— start Records supplied —

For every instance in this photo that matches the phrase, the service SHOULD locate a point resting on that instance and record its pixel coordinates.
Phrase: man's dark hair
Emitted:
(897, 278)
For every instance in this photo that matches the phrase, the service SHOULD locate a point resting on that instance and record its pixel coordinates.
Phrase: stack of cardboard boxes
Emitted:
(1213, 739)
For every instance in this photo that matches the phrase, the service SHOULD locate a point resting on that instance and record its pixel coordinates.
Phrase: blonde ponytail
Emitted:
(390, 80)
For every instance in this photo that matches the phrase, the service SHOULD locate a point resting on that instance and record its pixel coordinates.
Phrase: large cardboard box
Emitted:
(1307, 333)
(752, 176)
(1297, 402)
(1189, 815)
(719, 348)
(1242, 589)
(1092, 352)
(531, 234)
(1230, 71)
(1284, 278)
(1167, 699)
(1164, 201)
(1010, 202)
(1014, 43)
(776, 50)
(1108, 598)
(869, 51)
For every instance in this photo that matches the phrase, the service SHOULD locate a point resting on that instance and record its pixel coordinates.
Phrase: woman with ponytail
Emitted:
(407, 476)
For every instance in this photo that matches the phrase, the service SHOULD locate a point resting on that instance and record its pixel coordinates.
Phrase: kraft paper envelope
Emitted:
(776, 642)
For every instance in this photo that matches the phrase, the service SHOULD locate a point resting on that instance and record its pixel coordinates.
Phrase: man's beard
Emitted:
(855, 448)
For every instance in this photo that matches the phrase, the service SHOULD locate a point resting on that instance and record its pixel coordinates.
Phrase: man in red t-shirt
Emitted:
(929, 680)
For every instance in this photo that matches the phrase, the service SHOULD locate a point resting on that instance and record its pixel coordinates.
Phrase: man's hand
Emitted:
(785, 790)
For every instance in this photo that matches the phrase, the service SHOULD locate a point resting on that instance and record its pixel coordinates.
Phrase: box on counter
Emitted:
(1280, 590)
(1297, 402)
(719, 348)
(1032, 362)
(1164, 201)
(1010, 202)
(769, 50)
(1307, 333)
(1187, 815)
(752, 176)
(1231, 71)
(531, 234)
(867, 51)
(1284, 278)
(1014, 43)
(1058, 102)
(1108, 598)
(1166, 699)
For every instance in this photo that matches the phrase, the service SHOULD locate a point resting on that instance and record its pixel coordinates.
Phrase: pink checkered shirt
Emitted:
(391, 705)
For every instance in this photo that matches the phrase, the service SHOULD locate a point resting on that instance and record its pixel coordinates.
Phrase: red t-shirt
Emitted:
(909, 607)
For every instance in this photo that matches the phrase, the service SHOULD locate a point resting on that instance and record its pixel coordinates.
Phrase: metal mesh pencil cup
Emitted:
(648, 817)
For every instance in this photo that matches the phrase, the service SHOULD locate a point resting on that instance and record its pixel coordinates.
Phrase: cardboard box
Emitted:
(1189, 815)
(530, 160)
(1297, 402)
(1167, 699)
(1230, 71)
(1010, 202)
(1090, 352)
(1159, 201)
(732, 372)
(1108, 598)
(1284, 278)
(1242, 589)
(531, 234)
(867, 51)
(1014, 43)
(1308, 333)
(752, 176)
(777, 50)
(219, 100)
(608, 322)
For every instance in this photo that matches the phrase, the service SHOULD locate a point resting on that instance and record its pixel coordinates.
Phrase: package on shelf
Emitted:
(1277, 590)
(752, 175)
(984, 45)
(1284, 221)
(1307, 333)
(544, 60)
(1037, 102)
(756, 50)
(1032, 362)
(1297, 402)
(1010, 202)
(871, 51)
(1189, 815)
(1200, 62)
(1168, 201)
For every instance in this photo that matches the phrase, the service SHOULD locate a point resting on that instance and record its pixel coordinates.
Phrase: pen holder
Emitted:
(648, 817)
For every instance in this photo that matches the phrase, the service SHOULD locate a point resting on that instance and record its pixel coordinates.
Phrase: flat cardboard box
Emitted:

— end Records supplied —

Objective
Extract every line of the entries above and reproduce each one word for word, in its original order.

Solution to this task
For every instance in this photo that matches the phrase, the service SHOULD locate a point resting on that instance and record its pixel coordinates.
Phrase: man's dark hair
Emitted:
(897, 278)
For every instance in this photo that matches the phrase, the service SHOULD locate a point resting on that instance and record its pixel coordinates.
Phrase: stack of cardboard boxes
Emitted:
(1213, 739)
For every instance in this photo that matches the phrase, the service SHOULD locate a point resting on that instance and record its pixel coordinates.
Phrase: blonde ponytail
Emitted:
(390, 80)
For every instance in this photo that matches the phrase, the service SHOULD locate a point resting on that instance and record its pixel coordinates.
Phrase: large cardboard box
Emitted:
(1307, 333)
(752, 176)
(1297, 402)
(1189, 815)
(719, 348)
(1242, 589)
(1092, 352)
(531, 234)
(1230, 71)
(1284, 278)
(1167, 699)
(1164, 201)
(1010, 202)
(1014, 43)
(776, 50)
(1108, 598)
(869, 51)
For every instance in this photo that matches the phrase, the service SHOULD locate a point resting on that instance and record its pixel coordinates.
Phrase: woman with ponytail
Emitted:
(407, 476)
For every instance in this photo that matches the phrase, the service SHOULD locate a point resting on that instance and record its pixel coordinates.
Phrase: kraft paper envelope
Emitted:
(776, 642)
For every instance in this photo that matches the phrase, the service SHOULD locate a point resting on that instance and record its pixel coordinates.
Phrase: man's beard
Emitted:
(855, 448)
For every instance in this photo that matches the phrase, the service SHOULD locate a point resting on that instance and record its pixel coordinates.
Phrase: man in red t-shirt
Emitted:
(929, 680)
For every instance in this photo that matches the phrase, the service SHOULD locate a point resting on that instance and record its pixel coordinates.
Phrase: man's hand
Emitted:
(785, 790)
For every instance in this photo that matches the phrase, the service SHOULD locate a point resting on that instance and record its pixel coordinates.
Phrase: box on counter
Emitted:
(1280, 590)
(1297, 402)
(719, 348)
(1032, 362)
(1164, 201)
(1010, 202)
(769, 50)
(1307, 333)
(1187, 815)
(752, 176)
(1231, 71)
(531, 234)
(867, 51)
(1284, 278)
(1014, 43)
(1058, 102)
(1108, 598)
(1166, 699)
For every instance in this photo that matches the phrase, the service SHOULD locate a point resting on that instance and record its pixel coordinates.
Phrase: pink checkered shirt
Emitted:
(391, 705)
For every instance in this photo that matches the phrase, the service SHOULD locate a point resting on that instance and record its pixel coordinates.
Phrase: red t-shirt
Emitted:
(909, 607)
For every instance in this photo that matches the phrase, the service SHOULD locate a point resting on that instance and record its pixel coordinates.
Phrase: metal mesh pencil cup
Emitted:
(648, 817)
For every instance in this photo that matches the phrase, the service SHOULD locate a point resting on that instance and record its pixel coordinates.
Phrase: cardboard box
Emitted:
(1189, 815)
(530, 160)
(1297, 402)
(1167, 699)
(1230, 71)
(1010, 202)
(1090, 352)
(1159, 201)
(732, 372)
(1108, 598)
(1284, 278)
(1242, 589)
(531, 234)
(867, 51)
(1014, 43)
(1308, 333)
(752, 176)
(777, 50)
(219, 100)
(608, 322)
For every instance in this photo that matches the phrase, the service SHOULD locate a point resting on that instance and record its pixel coordinates.
Phrase: package on shelf
Emitted:
(1277, 590)
(752, 175)
(984, 45)
(1284, 221)
(1307, 333)
(544, 60)
(1037, 102)
(756, 50)
(1032, 362)
(1297, 402)
(1010, 202)
(871, 51)
(1189, 815)
(1200, 62)
(1168, 201)
For every instance in this photo that matches the phrase, the service SHOULD locate a point resting on that instance and record its pixel coordinates.
Phrase: pen holder
Emitted:
(648, 817)
For every instance in this photo that matches the phrase, the service SHOULD locate a point resting on that instance and record its pixel coordinates.
Phrase: flat cardboard box
Emitted:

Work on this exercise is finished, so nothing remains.